■ AIM OF THE TASK
Reproduce the listing that follows in full. Omit its images.

■ DATA SHOWN
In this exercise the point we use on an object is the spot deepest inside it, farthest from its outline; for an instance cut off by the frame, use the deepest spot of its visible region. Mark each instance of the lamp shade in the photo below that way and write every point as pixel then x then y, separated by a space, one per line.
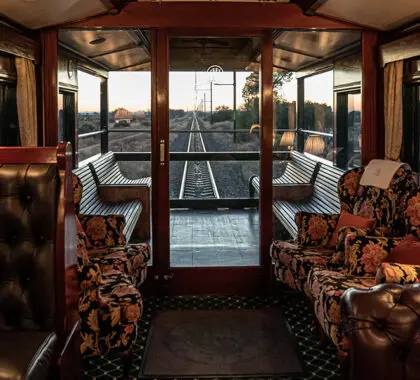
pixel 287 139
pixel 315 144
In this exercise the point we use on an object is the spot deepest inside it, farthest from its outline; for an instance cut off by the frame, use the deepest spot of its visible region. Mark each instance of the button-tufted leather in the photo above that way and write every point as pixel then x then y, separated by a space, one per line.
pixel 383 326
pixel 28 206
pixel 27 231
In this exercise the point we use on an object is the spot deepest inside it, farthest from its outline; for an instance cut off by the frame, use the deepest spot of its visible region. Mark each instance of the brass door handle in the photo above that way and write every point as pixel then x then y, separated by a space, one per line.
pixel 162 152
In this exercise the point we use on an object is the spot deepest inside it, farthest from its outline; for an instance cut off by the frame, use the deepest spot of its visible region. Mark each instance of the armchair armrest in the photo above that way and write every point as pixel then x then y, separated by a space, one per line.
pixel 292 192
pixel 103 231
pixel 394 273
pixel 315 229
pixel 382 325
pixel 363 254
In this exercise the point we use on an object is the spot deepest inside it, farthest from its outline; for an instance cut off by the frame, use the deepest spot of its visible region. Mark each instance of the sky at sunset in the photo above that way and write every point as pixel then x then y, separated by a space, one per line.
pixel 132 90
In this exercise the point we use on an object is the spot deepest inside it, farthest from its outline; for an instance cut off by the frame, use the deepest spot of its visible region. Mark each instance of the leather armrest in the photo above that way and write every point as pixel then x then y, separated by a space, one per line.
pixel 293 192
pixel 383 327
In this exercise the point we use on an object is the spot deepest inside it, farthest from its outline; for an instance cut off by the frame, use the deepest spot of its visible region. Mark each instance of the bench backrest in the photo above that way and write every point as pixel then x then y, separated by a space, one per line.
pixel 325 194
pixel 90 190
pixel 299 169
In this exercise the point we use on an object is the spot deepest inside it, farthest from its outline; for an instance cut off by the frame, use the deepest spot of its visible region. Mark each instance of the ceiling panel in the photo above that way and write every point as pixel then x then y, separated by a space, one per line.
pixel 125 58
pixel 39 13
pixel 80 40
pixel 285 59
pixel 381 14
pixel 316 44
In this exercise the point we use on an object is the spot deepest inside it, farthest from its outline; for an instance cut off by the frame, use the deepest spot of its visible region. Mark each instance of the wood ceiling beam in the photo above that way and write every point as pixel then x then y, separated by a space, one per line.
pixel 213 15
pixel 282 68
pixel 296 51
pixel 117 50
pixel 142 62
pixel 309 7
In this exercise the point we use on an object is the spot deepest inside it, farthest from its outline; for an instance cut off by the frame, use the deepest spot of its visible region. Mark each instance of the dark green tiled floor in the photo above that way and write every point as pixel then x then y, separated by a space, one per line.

■ WRITTEN SOLUTION
In this exercise the point we use on an object is the spot deepest inside it, farthest from its outline; for an instance cut off by the frame, use the deepest spot of its visible region. Mark each instance of the lamp shade in the photo below that way and write every point as pixel then x then y, separated by a space, one per line.
pixel 287 139
pixel 315 144
In this exercise the point we use on an object is the spot deepest inside it, farthest from its outline; for an instance cut off by the frame, use the deepest spot of its visible region. Mark each instance of the button-tufted leather in the photo above that way and write every point as pixel then x then y, separated by a space, one per line.
pixel 383 326
pixel 28 206
pixel 27 231
In this exercise the point we use on an object is the spot deepest inside it, farthest from its outline; for an instance cut off by the frame, use the deepest spot of its visible region. Mark each instance of the brass door handle in the photo above that way and write every point as pixel then x then y, separated by a space, one per line.
pixel 162 152
In this exercise the point we use on an object is the spot deepest inside it, farthest from its outline; for an instance cut off by the frame, use the deepest spot of its visible region. Mark each instance of the armchair armrest in the photo above that way and write every point as pixel then x then y, separated by a space, one per line.
pixel 292 192
pixel 103 231
pixel 394 273
pixel 315 229
pixel 382 325
pixel 363 254
In this exercise the point we use on an object is the spot deepest inside it, farthest from its outline; for an instance cut off by the frame, use the deepest spot of its visible region. Mark each instance of the sky at sunset in the photo above that way and write every point as pixel then x then y, separated by a space, one per line.
pixel 132 90
In this exercise the point we use on an object is the spot deepest inside it, farthest from its outline; for an instance cut off by the frame, use the deepest spot of its visible region. Mark each instance of the leather armrest in the photo above that way and write every point as pixel then x then y, separated by a space, one per line.
pixel 293 192
pixel 383 327
In this exercise the point we use on an object is the spot deepest inside it, farthest from its outline; for an instance cut off by the frame, use the deepest spot of its visible region. Mark each instance of the bench backrest in the photo above that way and write every point as pixel then x then y, separated by a space, one per line.
pixel 325 194
pixel 90 190
pixel 299 169
In this exercise the point we use on an object is the spot deepest inside it, farthest from its outline; for an instance cut off by the frame, use the deepest spot of its visible region. Mark each instance of the ceiling panel in the photo above that way and write every point as pixel then x then y, separated by a space, one per line.
pixel 125 58
pixel 39 13
pixel 80 40
pixel 285 59
pixel 381 14
pixel 316 44
In this exercise the point we use on an object is the spot deepest inside it, farthest from its outline; for an instance cut off by the frame, use the deepest spot of its visible region. Mark each instance of the wood ceiling beam in the photo above that way and write every point as pixel then x then y, separated by a space, one per line.
pixel 213 15
pixel 282 68
pixel 296 51
pixel 117 50
pixel 142 62
pixel 309 7
In this exercise the point we use on an object is the spot deepest inside it, farthest from its outline; for an instance cut off by the frame, use the deepest spot of its visible region. Mark each instance of the dark green tiled floor in the photo above that way and write every point as pixel then x then y, separated by a space, one per line.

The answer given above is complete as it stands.